Brown Faces in a ‘Black and White World’: Nikki Haley, Vivek Ramaswamy Get Lukewarm Response at CPAC
- The two Indian Americans pitched their agenda at Conservative Political Action Conference which has increasingly become former president Donald Trump’s stomping ground.
At the recently concluded Conservative Political Action Conference (CPAC), two Indian Americans — Nikki Haley and Vivek Ramaswamy — the only ones officially challenging Donald Trump for the nomination so far — ventured onto the former president’s stomping grounds and made their pitches to what was reported to be a significantly large MAGA crowd.
Haley, the former South Carolina governor and former U.S. Ambassador to the U.N. addressed the conference on March 3, to a reportedly half-empty ballroom. Describing herself as “a brown girl in a black and white world” who believes in “the promise of America,” she talked about “a generational change” and a more inclusive GOP. “America is not past our prime,” she said. “It’s just that our politicians are past theirs. It is time we had term limits once and for all in Washington, D.C.”
Despite the thin crowd and the heckling she received with “Trump! Trump! Trump!” chants as she left the hotel, Haley did draw “some modest applause” when she emphasized that America is not a racist country. She was also appreciated while ripping CNN host Don Lemon for saying she was “past her prime” and calling to end foreign aid to “countries that hate America.”
During her speech, she highlighted her conservative victories as governor of South Carolina and UN ambassador during the Trump administration. As president, she vowed to “renew an America that’s strong and proud – not weak and woke.”
In keeping the theme of her announcement speech launching her bid for president, she didn’t mention Trump by name. She has “often attempted to walk a fine line between allying herself with Trump — who remains a hugely popular figure within the party — while distancing herself enough to appeal to his Republican and moderate critics,” as previously reported by CNN.

• • • •

**YOUR TASKS**
• 1. In the CPAC article, on what date did Haley address the conference?
• 2. Repeat, word for word, everything in the records from the line containing "Place a marker on the oven control" down to the end of the records.

**Collected data entries**
• • • •

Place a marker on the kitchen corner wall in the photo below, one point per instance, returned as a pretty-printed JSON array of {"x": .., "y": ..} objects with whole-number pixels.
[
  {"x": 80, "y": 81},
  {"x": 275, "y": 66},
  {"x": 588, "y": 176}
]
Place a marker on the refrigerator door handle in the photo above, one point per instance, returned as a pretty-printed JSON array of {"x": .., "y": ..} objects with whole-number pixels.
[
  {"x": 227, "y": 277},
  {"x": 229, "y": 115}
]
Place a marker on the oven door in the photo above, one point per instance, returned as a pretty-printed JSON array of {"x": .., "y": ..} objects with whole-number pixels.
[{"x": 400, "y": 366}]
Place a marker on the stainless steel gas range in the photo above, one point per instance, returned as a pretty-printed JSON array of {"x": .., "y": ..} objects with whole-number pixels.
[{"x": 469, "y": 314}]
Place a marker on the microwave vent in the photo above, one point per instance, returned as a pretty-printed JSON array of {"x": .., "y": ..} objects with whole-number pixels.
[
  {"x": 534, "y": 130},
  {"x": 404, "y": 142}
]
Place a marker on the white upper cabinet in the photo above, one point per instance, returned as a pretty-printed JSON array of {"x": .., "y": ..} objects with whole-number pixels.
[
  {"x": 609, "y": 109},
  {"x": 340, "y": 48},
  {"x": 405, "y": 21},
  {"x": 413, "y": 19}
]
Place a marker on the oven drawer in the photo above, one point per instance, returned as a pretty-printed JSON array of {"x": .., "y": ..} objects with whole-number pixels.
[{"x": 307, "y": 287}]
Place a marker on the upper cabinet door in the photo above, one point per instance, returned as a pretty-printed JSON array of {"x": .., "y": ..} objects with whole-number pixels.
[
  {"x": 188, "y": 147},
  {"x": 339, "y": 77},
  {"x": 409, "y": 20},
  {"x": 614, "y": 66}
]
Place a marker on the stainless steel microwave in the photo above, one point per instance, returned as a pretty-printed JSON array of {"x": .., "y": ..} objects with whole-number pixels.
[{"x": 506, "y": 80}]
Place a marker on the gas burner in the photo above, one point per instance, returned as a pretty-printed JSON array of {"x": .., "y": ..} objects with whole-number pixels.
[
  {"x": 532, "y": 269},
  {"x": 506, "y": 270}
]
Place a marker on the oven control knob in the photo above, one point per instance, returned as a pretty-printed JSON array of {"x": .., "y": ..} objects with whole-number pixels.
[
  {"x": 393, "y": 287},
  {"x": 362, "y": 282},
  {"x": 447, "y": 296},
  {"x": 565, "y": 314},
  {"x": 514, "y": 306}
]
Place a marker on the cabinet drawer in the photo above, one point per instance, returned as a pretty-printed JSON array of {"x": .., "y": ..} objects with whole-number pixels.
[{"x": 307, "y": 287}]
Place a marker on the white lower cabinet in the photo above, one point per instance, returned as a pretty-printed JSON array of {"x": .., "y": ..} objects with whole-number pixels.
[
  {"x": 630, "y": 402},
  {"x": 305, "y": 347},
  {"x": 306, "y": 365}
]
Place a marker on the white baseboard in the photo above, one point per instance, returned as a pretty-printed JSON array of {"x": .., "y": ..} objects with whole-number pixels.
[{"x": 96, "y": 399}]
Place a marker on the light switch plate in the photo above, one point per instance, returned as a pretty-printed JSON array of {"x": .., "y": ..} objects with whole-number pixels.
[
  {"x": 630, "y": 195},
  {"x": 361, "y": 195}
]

• • • •

**ANSWERS PROVIDED**
• 1. March 3

• 2.
Place a marker on the oven control knob in the photo above, one point per instance, returned as a pretty-printed JSON array of {"x": .., "y": ..} objects with whole-number pixels.
[
  {"x": 393, "y": 287},
  {"x": 362, "y": 282},
  {"x": 447, "y": 296},
  {"x": 565, "y": 314},
  {"x": 514, "y": 306}
]
Place a marker on the cabinet drawer in the photo above, one point per instance, returned as a pretty-printed JSON array of {"x": .., "y": ..} objects with whole-number pixels.
[{"x": 307, "y": 287}]
Place a marker on the white lower cabinet in the photo above, one point per instance, returned as a pretty-printed JSON array of {"x": .., "y": ..} objects with whole-number pixels.
[
  {"x": 630, "y": 402},
  {"x": 305, "y": 347},
  {"x": 306, "y": 365}
]
Place a marker on the white baseboard in the photo above, one point per instance, returned as a pretty-printed JSON array of {"x": .., "y": ..} objects with whole-number pixels.
[{"x": 96, "y": 399}]
Place a marker on the light switch plate in the photo above, one point per instance, returned as a pretty-printed JSON array of {"x": .., "y": ..} objects with whole-number pixels.
[
  {"x": 630, "y": 195},
  {"x": 361, "y": 195}
]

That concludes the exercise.